Please copy the records below word for word, keeping every line in its original order.

(begin)

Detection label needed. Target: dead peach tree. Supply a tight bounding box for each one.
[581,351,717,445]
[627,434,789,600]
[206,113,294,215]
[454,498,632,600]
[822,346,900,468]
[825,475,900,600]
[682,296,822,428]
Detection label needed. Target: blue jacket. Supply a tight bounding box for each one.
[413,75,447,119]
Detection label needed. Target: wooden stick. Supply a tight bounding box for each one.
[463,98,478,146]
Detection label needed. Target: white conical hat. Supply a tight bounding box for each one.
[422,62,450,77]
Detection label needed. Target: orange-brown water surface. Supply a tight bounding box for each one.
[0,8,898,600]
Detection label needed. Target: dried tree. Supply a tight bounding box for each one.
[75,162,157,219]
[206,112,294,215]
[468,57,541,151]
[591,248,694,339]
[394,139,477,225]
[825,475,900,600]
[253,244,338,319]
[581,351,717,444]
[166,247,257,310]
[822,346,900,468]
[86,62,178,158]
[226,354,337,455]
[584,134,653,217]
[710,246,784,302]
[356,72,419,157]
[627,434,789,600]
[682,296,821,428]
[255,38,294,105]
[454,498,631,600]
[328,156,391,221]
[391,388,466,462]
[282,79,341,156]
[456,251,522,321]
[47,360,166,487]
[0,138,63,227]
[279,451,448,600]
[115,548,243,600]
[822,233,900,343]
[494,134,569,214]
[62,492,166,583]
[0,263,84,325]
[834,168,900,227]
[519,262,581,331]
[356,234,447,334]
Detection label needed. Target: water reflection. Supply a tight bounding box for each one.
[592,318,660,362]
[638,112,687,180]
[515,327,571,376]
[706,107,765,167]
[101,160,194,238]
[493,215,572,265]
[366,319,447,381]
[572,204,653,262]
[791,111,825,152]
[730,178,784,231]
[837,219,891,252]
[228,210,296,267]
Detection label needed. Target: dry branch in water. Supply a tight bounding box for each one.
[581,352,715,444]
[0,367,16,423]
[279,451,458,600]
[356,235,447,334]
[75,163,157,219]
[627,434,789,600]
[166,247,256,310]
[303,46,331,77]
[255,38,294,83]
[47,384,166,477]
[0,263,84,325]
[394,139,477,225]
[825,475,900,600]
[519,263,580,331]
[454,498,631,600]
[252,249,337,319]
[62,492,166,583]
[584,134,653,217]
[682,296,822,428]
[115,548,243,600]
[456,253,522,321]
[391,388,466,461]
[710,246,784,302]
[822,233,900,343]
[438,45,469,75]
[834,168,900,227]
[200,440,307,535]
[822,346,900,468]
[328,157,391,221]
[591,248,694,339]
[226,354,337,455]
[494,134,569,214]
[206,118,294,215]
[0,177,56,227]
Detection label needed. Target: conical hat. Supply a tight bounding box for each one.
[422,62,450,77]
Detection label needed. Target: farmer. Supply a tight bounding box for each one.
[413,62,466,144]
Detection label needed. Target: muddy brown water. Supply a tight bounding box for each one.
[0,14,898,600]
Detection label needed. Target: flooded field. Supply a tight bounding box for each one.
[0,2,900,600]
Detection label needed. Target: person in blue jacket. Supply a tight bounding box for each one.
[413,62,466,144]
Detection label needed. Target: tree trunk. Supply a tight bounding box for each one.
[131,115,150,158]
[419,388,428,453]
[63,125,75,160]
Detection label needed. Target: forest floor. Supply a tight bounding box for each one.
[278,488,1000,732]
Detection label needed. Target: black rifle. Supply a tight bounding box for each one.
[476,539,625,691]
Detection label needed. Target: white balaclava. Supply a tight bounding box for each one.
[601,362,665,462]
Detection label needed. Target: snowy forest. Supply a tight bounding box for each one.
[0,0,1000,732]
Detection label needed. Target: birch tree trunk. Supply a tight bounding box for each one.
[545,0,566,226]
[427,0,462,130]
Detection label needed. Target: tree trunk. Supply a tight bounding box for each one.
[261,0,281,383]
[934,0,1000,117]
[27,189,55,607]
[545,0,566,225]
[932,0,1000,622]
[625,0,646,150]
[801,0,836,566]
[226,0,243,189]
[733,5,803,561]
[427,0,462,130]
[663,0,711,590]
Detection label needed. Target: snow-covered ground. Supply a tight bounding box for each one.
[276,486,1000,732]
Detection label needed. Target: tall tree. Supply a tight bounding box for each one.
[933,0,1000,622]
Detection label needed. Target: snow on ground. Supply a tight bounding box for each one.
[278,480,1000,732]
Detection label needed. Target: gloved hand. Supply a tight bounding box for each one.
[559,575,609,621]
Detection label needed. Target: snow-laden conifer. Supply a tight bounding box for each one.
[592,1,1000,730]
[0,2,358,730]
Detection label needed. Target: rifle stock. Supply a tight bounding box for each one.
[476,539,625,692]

(end)

### EXERCISE ANSWER
Detection label needed. Target: dead peach tree. Supply a tight bounding box for each one.
[581,351,717,445]
[627,434,789,600]
[206,113,294,215]
[454,498,632,600]
[822,346,900,468]
[825,475,900,600]
[682,296,822,428]
Detection label needed. Target: blue jacket. Supply a tight bounding box for each one.
[413,75,447,119]
Detection label needed. Target: wooden stick. Supply a tight bounding box for each one.
[463,98,478,146]
Detection label needed. Target: white conical hat. Supply a tight bounding box for each one.
[422,62,450,77]
Detection label needed. Target: orange-brown water surface. Supply a tight bounding box for each one.
[0,8,898,600]
Detection label needed. Target: dried tree. Supply a tight bounding box for each one.
[75,162,157,219]
[206,112,294,215]
[468,57,541,151]
[591,248,694,339]
[394,139,477,225]
[825,475,900,600]
[253,244,338,319]
[581,351,717,444]
[166,247,257,310]
[822,346,900,468]
[86,62,178,158]
[226,354,337,455]
[584,134,653,217]
[710,246,784,302]
[356,72,419,157]
[627,434,789,600]
[682,296,821,428]
[255,38,294,105]
[454,498,631,600]
[328,156,391,221]
[391,388,466,462]
[282,79,341,156]
[456,251,522,321]
[47,360,166,487]
[0,138,63,227]
[279,451,448,600]
[115,548,243,600]
[822,233,900,343]
[494,134,569,214]
[62,492,166,583]
[0,263,84,325]
[834,168,900,227]
[519,262,581,331]
[356,234,447,334]
Detection label needed. Target: water reflection. Supply a tight bounding box for each one.
[592,318,660,362]
[638,112,687,180]
[515,327,571,376]
[706,107,765,167]
[101,160,194,238]
[493,215,572,265]
[366,319,447,381]
[572,204,653,262]
[791,111,825,152]
[730,178,784,231]
[837,219,891,252]
[228,210,296,267]
Detection label needed. Target: dry branch in water. Supply a tight bounding box for each one.
[581,352,715,444]
[0,367,16,423]
[279,451,458,600]
[356,235,447,334]
[75,163,157,219]
[627,434,789,600]
[166,247,256,310]
[303,46,331,77]
[255,38,294,83]
[47,384,166,477]
[0,263,84,325]
[394,139,477,225]
[825,475,900,600]
[519,263,580,331]
[454,498,631,600]
[252,249,337,319]
[62,492,166,583]
[584,134,653,217]
[682,296,822,428]
[115,548,243,600]
[456,253,522,321]
[391,388,466,461]
[710,246,784,302]
[822,233,900,343]
[438,45,469,75]
[834,168,900,227]
[200,440,307,535]
[822,346,900,468]
[328,157,391,221]
[591,248,694,339]
[226,354,337,455]
[494,134,569,214]
[206,118,294,215]
[0,177,56,227]
Detection label needed. Target: conical hat. Supply a tight bounding box for each one.
[422,62,450,77]
Detection label needed. Target: farmer. Supply a tight bounding box for each one.
[413,62,466,144]
Detection label needed. Target: muddy brown water. Supply a tight bounding box for each one.
[0,14,898,600]
Detection label needed. Target: flooded field. Supply a tight bounding box for each one.
[0,2,900,600]
Detection label needed. Target: person in blue jacket. Supply a tight bounding box for each one.
[413,62,466,144]
Detection label needed. Target: tree trunk. Supply a tight bounding box for each one.
[131,115,150,158]
[419,388,428,453]
[63,125,75,160]
Detection label needed. Target: forest floor. Supply a tight bounding box for each one.
[278,488,1000,732]
Detection label needed. Target: black rifle. Supply a tight bounding box for each one.
[476,539,625,691]
Detection label needed. Target: white balaclava. Supply a tight bounding box for each one.
[601,362,665,462]
Detection label needed. Target: snowy forest. Supply a tight bounding box for each one.
[0,0,1000,732]
Detection label needed. Target: birch tree trunk. Supply a tight bounding box for each one.
[545,0,566,226]
[427,0,462,130]
Detection label needed. Target: tree trunk. Supply a tight bounding box for each one.
[261,0,281,383]
[934,0,1000,117]
[27,189,55,607]
[545,0,566,225]
[932,0,1000,622]
[625,0,646,150]
[801,0,836,566]
[226,0,243,189]
[733,5,803,561]
[427,0,462,130]
[663,0,711,590]
Detection label needed. Target: snow-covered ground. Supply a tight bounding box for each one.
[276,486,1000,732]
Detection label needed. Target: tall tree. Supply a tight bounding box for each one.
[933,0,1000,622]
Detection label needed. Target: snow on ground. Supply a tight bounding box for each one.
[278,480,1000,732]
Detection label needed. Target: gloved hand. Supply a tight bounding box for each one.
[559,575,609,621]
Detection label needed. Target: snow-laden conifer. Supply a tight bounding box for each one.
[592,1,1000,730]
[0,2,358,730]
Detection label needed. Target: rifle stock. Supply a tight bounding box for each one.
[476,539,625,692]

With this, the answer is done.